### Directive
Please retype all of the rows below word for word, keeping every line unchanged.

### Pointing and labeling entries
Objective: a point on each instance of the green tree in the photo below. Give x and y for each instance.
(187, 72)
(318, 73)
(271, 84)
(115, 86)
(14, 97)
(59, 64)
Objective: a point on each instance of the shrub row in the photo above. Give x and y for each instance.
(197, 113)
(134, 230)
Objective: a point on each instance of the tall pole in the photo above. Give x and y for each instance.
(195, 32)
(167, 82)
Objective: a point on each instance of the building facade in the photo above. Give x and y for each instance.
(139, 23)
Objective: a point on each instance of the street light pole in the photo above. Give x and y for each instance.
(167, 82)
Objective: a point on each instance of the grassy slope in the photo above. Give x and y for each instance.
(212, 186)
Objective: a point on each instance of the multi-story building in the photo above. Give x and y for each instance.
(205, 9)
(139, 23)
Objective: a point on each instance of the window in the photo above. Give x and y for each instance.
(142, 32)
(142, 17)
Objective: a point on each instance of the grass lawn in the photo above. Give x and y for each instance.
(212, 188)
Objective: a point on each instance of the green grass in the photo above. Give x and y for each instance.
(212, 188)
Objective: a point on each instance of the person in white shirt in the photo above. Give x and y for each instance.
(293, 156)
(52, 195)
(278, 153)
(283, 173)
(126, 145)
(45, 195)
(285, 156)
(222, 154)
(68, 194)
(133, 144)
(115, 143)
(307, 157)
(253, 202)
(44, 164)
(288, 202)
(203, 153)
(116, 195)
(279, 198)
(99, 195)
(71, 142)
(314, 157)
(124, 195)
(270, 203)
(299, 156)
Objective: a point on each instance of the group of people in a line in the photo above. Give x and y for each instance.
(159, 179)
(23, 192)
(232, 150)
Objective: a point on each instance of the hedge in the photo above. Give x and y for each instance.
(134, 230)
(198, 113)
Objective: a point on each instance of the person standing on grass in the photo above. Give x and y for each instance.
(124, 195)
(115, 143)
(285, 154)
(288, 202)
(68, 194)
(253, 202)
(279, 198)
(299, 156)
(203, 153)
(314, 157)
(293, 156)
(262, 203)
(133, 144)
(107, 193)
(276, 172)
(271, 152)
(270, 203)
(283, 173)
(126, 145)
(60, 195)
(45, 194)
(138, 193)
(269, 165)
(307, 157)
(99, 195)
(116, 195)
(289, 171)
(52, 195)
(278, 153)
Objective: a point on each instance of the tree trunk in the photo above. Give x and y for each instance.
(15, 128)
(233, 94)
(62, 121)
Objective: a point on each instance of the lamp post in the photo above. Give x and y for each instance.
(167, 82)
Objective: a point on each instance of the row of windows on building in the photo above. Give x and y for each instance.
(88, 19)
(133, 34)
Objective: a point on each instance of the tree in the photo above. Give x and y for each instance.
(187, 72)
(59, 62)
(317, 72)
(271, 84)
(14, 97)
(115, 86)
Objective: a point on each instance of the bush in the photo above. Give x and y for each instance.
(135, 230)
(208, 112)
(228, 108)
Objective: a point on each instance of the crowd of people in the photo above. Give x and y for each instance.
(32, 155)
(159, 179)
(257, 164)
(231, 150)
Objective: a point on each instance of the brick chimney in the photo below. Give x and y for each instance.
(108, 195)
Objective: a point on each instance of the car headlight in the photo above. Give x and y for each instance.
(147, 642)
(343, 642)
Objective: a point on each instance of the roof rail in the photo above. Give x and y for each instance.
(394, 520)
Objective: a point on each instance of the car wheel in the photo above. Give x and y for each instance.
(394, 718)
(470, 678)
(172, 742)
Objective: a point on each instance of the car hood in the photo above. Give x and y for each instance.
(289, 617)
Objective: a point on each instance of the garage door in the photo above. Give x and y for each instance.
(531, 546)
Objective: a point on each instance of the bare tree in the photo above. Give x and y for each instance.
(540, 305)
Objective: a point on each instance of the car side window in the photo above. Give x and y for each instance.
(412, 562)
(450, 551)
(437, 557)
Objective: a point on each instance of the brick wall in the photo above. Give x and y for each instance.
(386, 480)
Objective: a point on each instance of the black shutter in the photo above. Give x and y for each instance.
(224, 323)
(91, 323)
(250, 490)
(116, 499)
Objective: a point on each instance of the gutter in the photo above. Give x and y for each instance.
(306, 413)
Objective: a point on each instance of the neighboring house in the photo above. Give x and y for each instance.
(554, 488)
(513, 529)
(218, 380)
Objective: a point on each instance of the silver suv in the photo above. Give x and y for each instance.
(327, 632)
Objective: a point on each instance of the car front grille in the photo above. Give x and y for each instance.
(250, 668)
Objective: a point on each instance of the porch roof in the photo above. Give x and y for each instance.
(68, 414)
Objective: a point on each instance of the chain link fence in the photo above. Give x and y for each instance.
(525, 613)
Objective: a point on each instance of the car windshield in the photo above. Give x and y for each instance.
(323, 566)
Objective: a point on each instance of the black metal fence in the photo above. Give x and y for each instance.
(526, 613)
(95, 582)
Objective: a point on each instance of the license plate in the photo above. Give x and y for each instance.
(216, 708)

### The output
Objective: a point on each instance of the green tree in the photo below. Give x and y for each instance.
(187, 72)
(318, 73)
(271, 84)
(115, 86)
(14, 97)
(59, 64)
Objective: a point on each instance of the shrub row in the photo above. Give x and y for each instance.
(197, 113)
(134, 230)
Objective: a point on each instance of the tall pole in the photo above. Give x and y for each instance.
(195, 32)
(167, 82)
Objective: a point on each instance of the building facade in the photo above. Give x and y for each instance.
(139, 23)
Objective: a point on each instance of the street light pole in the photo above. Give x and y for each instance.
(167, 82)
Objective: a point on each instance of the grassy slope in the photo above. Give x and y for each instance.
(212, 186)
Objective: a point on each instance of the multi-story building in the photo above. Give x and y for each instance.
(205, 9)
(139, 23)
Objective: a point on each instance of the window in the photo above. Give x and y for each instance.
(142, 32)
(142, 17)
Objective: a point on each instance of the grass lawn in the photo above. Give x and y for each instance.
(212, 188)
Objective: a point on each instance of the green grass in the photo above. Give x and y for each instance.
(212, 188)
Objective: a point on each instance of the person in white shirt in the photo above. Give x and y for each instance.
(293, 156)
(52, 195)
(278, 153)
(283, 173)
(126, 145)
(45, 195)
(285, 156)
(222, 154)
(68, 194)
(133, 144)
(115, 143)
(307, 157)
(253, 202)
(44, 164)
(288, 202)
(203, 153)
(116, 195)
(279, 198)
(99, 195)
(71, 142)
(314, 157)
(124, 195)
(270, 203)
(299, 156)
Objective: a point on each instance of the group of people in a line in the photo above. Give x and y for each instance.
(159, 179)
(23, 192)
(232, 150)
Objective: a point on each instance of the hedge in the photo above. Give x and y for each instance.
(134, 230)
(198, 113)
Objective: a point on each instance of the person standing on grass in the photo above. Give x and y for each instance.
(124, 195)
(115, 143)
(285, 154)
(288, 202)
(68, 194)
(253, 202)
(279, 198)
(299, 156)
(203, 153)
(314, 157)
(293, 156)
(262, 203)
(133, 144)
(107, 193)
(276, 172)
(271, 152)
(270, 203)
(283, 173)
(126, 145)
(60, 195)
(45, 194)
(138, 193)
(269, 165)
(307, 157)
(99, 195)
(116, 195)
(289, 171)
(52, 195)
(278, 153)
Objective: a point on each instance of the tree trunk in the photo above. Give x and y for each instance.
(15, 128)
(233, 94)
(62, 121)
Objective: a point on each instance of the lamp post in the photo above. Give x and y for each instance.
(167, 82)
Objective: a point on each instance of the row of windows on building in the photo above. Give x and y for each instance.
(88, 19)
(133, 34)
Objective: a point on each instance of the tree in the photo above. Give x and y for each instance.
(187, 72)
(59, 62)
(317, 72)
(271, 84)
(14, 97)
(115, 86)
Objective: a point on each instance of the bush in the photo above. Give x and y for each instance.
(135, 230)
(208, 112)
(228, 108)
Objective: a point on each instance of the crowd of people in the photo above. Give x and y for each instance.
(32, 155)
(159, 179)
(257, 164)
(231, 150)
Objective: a point on each instance of the brick chimney in the photo below. Give x and y for each instance.
(108, 195)
Objective: a point on each instance of the car headlight in the photo above. Give x and y for each instance.
(147, 642)
(343, 642)
Objective: a point on each instance of the roof rail in the photo above. Give x and y for each instance.
(394, 520)
Objective: a point on each instance of the car wheel in the photo above. Give x and y for each instance.
(394, 718)
(470, 678)
(172, 742)
Objective: a point on each instance of the car hood in the photo above. Give x and y for each instance.
(289, 617)
Objective: a point on each instance of the garage door in the photo above. Give x and y for each instance.
(531, 546)
Objective: a point on each instance of the bare tree in the photo above. Give x and y for each instance.
(540, 305)
Objective: a point on each instance of the car side window in the photo above. Give x and y for each instance.
(412, 562)
(450, 551)
(437, 557)
Objective: a point on each instance of the brick wall in the photo above. Give x and y for each instance.
(386, 480)
Objective: a point on each instance of the black shutter in the photo above. Give x and y for each instance.
(224, 323)
(91, 323)
(250, 490)
(116, 499)
Objective: a point on each instance of the gutter in the photo above. Give x and y for each instance.
(306, 413)
Objective: a point on each instance of the neighboring house in the photo above. Give x and y for each instance.
(554, 488)
(513, 529)
(218, 380)
Objective: a point on each instance of the silver suv in the photo above. Give x and y for each instance.
(327, 632)
Objective: a point on each instance of the car front grille in the photo above. Give x and y for each instance.
(250, 668)
Objective: a point on each instance of the porch roof in the photo above. Give x and y for each instance.
(68, 414)
Objective: a point on each instance of the chain link fence in the photo above. Give x and y for each instance.
(525, 613)
Objective: a point on each instance of the car windshield in the photo above. Give x and y for each instance.
(323, 566)
Objective: a point on each instance of the black metal fence in the photo above. Give x and y for each instance.
(526, 613)
(95, 582)
Objective: a point on each instance of the license plate in the photo above. Give x and y for each instance.
(216, 708)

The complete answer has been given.